*What this task involves*
Copy the rows below verbatim, from the line containing "Please examine the UI shown here and identify the bride." through the line containing "xmin=0 ymin=7 xmax=896 ymax=1049", with both of those lines included.

*Supplied records*
## START
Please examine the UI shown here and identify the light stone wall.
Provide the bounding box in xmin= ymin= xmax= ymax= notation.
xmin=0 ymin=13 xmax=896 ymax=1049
## END
## START
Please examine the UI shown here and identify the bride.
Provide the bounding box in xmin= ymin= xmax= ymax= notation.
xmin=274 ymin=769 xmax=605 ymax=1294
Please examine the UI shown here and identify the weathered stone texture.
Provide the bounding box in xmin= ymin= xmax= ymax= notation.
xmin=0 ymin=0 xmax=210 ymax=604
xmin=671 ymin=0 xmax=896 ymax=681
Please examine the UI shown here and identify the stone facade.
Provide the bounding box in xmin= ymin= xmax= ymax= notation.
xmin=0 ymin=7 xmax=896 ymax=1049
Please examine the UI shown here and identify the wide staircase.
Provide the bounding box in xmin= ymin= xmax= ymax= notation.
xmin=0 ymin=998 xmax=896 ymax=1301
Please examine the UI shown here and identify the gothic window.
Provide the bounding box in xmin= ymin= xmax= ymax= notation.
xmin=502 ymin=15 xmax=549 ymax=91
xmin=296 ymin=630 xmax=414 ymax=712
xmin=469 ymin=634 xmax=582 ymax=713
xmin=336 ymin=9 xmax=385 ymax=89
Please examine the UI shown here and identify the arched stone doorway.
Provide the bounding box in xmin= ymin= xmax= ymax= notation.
## END
*Result of the task*
Please examine the UI shown here and identify the bride.
Provide the bounding box in xmin= ymin= xmax= ymax= notation.
xmin=274 ymin=769 xmax=605 ymax=1294
Please examine the UI shown here and identify the weathered stone texture.
Provide the bounding box in xmin= ymin= xmax= ymax= notation.
xmin=0 ymin=0 xmax=210 ymax=604
xmin=671 ymin=0 xmax=896 ymax=681
Please examine the UI shown here and identify the stone facade.
Provide the bounding box in xmin= ymin= xmax= ymax= notation.
xmin=0 ymin=7 xmax=896 ymax=1049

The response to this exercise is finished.